Exercise aim: All entries below are to be set down again, identical to the source.

..........

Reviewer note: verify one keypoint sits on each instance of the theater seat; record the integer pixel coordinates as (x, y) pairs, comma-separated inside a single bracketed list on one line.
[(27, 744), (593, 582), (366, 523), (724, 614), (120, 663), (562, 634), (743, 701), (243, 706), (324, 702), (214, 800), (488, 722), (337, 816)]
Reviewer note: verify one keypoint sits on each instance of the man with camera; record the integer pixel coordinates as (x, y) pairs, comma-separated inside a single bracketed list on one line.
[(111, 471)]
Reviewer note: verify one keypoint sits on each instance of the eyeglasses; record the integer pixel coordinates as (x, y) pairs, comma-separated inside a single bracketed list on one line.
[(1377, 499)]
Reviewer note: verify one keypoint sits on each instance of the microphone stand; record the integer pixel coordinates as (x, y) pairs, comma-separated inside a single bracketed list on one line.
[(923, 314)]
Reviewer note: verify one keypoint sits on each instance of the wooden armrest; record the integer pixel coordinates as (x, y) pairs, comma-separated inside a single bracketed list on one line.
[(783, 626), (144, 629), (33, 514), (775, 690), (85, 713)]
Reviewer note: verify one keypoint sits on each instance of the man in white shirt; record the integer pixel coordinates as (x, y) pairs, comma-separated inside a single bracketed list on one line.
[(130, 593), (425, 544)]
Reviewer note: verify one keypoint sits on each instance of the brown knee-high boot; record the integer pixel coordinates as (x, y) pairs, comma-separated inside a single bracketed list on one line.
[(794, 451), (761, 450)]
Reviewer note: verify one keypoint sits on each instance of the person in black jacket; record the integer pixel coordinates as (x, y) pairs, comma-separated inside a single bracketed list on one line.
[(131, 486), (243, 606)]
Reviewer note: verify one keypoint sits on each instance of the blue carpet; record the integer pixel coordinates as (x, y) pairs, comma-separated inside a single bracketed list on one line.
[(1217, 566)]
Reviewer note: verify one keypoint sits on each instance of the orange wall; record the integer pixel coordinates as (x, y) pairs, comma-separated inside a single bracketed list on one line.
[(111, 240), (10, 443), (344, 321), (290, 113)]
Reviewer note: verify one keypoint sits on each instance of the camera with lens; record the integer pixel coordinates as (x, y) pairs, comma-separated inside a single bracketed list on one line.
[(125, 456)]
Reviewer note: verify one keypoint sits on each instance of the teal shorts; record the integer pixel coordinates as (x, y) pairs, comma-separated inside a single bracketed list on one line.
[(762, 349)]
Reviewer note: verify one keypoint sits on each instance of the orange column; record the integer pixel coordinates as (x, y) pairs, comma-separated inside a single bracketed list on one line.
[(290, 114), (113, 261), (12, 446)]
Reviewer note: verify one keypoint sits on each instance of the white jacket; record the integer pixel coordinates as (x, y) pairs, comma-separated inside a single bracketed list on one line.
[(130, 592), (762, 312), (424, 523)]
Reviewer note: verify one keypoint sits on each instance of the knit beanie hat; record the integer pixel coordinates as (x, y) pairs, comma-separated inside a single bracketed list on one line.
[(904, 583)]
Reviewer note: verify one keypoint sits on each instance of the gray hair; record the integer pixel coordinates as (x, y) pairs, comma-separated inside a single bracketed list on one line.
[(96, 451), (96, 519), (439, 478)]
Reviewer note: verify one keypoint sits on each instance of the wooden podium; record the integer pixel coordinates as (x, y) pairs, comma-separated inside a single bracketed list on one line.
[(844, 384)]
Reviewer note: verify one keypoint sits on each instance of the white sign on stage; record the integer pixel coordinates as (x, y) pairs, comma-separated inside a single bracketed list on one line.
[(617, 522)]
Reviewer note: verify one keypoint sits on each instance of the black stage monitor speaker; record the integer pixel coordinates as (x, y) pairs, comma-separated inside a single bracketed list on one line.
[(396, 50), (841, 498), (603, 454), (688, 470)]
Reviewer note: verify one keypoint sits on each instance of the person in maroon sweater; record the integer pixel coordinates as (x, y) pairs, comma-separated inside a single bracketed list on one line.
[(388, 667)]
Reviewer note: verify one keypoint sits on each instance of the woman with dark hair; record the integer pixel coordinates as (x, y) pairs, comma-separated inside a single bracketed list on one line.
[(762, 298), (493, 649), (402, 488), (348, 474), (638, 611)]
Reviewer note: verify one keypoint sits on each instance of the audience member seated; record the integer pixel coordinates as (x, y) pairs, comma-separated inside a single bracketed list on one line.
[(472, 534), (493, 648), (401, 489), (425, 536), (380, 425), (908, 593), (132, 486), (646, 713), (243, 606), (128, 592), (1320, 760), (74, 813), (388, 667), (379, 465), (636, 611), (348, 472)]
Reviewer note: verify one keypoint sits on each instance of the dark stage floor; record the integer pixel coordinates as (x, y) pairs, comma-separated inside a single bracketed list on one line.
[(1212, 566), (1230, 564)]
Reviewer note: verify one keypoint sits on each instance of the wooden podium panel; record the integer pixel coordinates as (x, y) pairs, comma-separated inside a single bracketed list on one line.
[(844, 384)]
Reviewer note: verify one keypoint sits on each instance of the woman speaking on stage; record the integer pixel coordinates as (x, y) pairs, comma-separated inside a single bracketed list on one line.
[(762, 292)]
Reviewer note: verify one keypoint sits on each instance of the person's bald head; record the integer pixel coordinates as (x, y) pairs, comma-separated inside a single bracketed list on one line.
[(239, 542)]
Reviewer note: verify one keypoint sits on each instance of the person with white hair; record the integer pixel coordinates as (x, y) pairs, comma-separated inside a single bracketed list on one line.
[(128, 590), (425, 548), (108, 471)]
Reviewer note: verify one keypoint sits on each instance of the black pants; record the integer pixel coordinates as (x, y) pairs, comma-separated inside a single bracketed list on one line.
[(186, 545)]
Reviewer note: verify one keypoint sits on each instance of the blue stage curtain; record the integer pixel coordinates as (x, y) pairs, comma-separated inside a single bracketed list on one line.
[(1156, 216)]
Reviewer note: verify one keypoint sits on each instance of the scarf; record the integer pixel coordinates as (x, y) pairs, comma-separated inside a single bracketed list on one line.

..........

Written answer:
Reviewer note: verify one keypoint sits on each instance of the theater seat; record the integer pixel coordinates as (x, y) pairs, comma-separated inside a single bracketed list on one line.
[(27, 744), (593, 582), (366, 523), (724, 614), (120, 663), (562, 634), (743, 701), (243, 706), (324, 702), (214, 800), (488, 722), (337, 816)]
Reviewer note: verify one keypoint sits on each instance of the man with camera; record the integer pixel coordinates as (x, y) pairs, comma-separated inside a single bracketed list on one line.
[(111, 471)]
Reviewer note: verify one keypoint sits on each instance of the eyeglasses; record the integer pixel coordinates as (x, y) pairs, comma-separated inside a single bracketed list on one line.
[(1377, 499)]
Reviewer note: verify one keypoint sits on each instance of the microphone stand; record the integer pixel coordinates as (x, y) pairs, comma-separated inside a single bracketed list on one line.
[(923, 314)]
Reviewer note: verify one keypoint sits on each instance of the wooden armrest; record the integer pixel coordinates as (x, y) pairs, comma-separated inside a single bracketed list on one line.
[(783, 626), (144, 629), (33, 514), (775, 690), (85, 713)]
Reviewer note: verify one keypoint sits on each instance of the man in white shirt; record the integer pixel coordinates as (x, y) pairs, comma-separated inside a single bracketed list on one line.
[(130, 593), (425, 544)]
Reviewer note: verify one keypoint sits on each instance of the brown knee-high boot; record the integer pixel coordinates as (x, y) pairs, comma-separated inside a single bracketed list on one line.
[(794, 451), (761, 450)]
Reviewer note: verify one keypoint sits on each instance of the person in black jacket; record the integer pixel coordinates as (x, y) pairs, comma-separated inside a single bracketed list on one line.
[(131, 486), (243, 606)]
Reviewer note: verify one keypoint sits on each instance of the blue carpet; record the integer pixel coordinates as (x, y) pairs, comma-separated inside a single bracketed list on one line.
[(1217, 566)]
Reviewer note: verify one keypoint sits on each instance of the orange wall; record the integer pixel coordinates as (x, y) pairs, comma-separated inside a single bracketed list on one line.
[(111, 240), (10, 443), (344, 321), (290, 113)]
Reviewer note: verify one keypoint sits on each instance of the camera with lens; record the integer pixel coordinates as (x, y) pairs, comma-separated inside a single bracketed list on one line.
[(125, 456)]
Reviewer note: verify one keypoint sits on each instance of the teal shorts; record the integer pixel coordinates as (x, y) pairs, comma-separated inside a single bracketed list on one line.
[(762, 349)]
Reviewer note: verify one keypoint sits on each instance of the orange column; record the integer pixel coordinates as (x, y) pairs, comma-separated inside a single bracketed list on one line.
[(290, 114), (113, 261), (12, 446)]
Reviewer note: verify one keypoint sits on each instance of the white jacket; record the integer pixel coordinates as (x, y) pairs, comma-separated inside a single bracketed list on one line.
[(130, 592), (762, 312), (424, 523)]
Reviewer note: verify one keypoint sits on each instance of the knit beanie hat; record the integer pixel coordinates as (x, y) pairs, comma-separated inside a single bracketed list on one line.
[(904, 583)]
Reviewer note: verify one keypoint sits on each instance of the gray hair; record the integer pixel coordinates as (x, y) pairs, comma-separated inside a single bracketed list on one line.
[(96, 451), (96, 519), (439, 478)]
Reviewer note: verify one keypoint sits on each instance of the wooden podium; record the integer pixel coordinates as (x, y) pairs, comma-separated inside a single bracketed list on one line.
[(844, 384)]
Reviewer note: verify one keypoint sits on each instance of the white sign on stage; record the integer pixel coordinates as (x, y) pairs, comma-separated inside a single bracketed list on one line.
[(617, 522)]
Reviewer note: verify one keypoint sits on each instance of the black stage monitor speaker; record the integer pixel coordinates as (x, y) pairs, comma-separated inside a single bracketed list on one line.
[(396, 50), (841, 498), (603, 454), (688, 470)]
Reviewer note: verify one keypoint sits on each instance of the person in maroon sweater; record the integer pixel coordinates as (x, y) pairs, comma-separated inside a single bracketed list on one line.
[(388, 667)]
Reviewer note: verify one keypoint sits on each instance of the woman with dark hair; record the integer pixel coordinates as (x, y) pairs, comma-separated inside a single bracketed list on one line.
[(762, 298), (493, 649), (402, 488), (348, 474), (638, 611)]
Reviewer note: verify one keypoint sits on each instance of the audience member seated; record the integer pixel coordinates as (x, y) pairs, comma-separated inside a single bracketed list on one line.
[(472, 534), (493, 648), (401, 489), (425, 536), (380, 425), (908, 593), (132, 486), (646, 713), (243, 606), (128, 592), (1320, 760), (74, 813), (388, 667), (379, 465), (636, 611), (348, 472)]
Reviewer note: verify one keypoint sits on each instance of the dark stage floor; record the integer pixel coordinates as (x, y) pairs, comma-separated inside a single bracketed list on one line.
[(1212, 566), (1230, 564)]
Reviewer note: verify one keypoint sits on each instance of the wooden podium panel; record the integer pixel coordinates as (x, y) pairs, comma-separated inside a single bracketed list on one line.
[(844, 384)]
Reviewer note: verify one keypoint sits on each instance of the woman speaking on stage; record the integer pixel coordinates as (x, y) pairs, comma-separated inside a single bracketed list on one line.
[(762, 292)]
Reviewer note: verify one keypoint sits on each instance of the person's bald head; record the integer pixel coordinates as (x, y) pairs, comma-separated inside a single bracketed list on one line.
[(239, 542)]
Reviewer note: verify one keypoint sits on each instance of the person with white hair; record the integer pixel coordinates as (x, y) pairs, comma-separated inside a single bracketed list on one line.
[(128, 590), (425, 548), (108, 471)]
Reviewer note: verify one keypoint sits on each instance of the black pants; record the integer pixel coordinates as (x, y) pairs, comma-separated inside a single bracketed list on one line.
[(186, 545)]
Reviewer note: verify one keypoint sits on each instance of the blue stage curtain; record the integer pixel coordinates as (x, y) pairs, comma-separated inside a single bracketed list on one line.
[(1156, 216)]
Reviewer note: verify one keypoint sits on each instance of the scarf; record the integer pixel coordinates as (x, y) pairs, comma-separated inside a single bracketed list on one line.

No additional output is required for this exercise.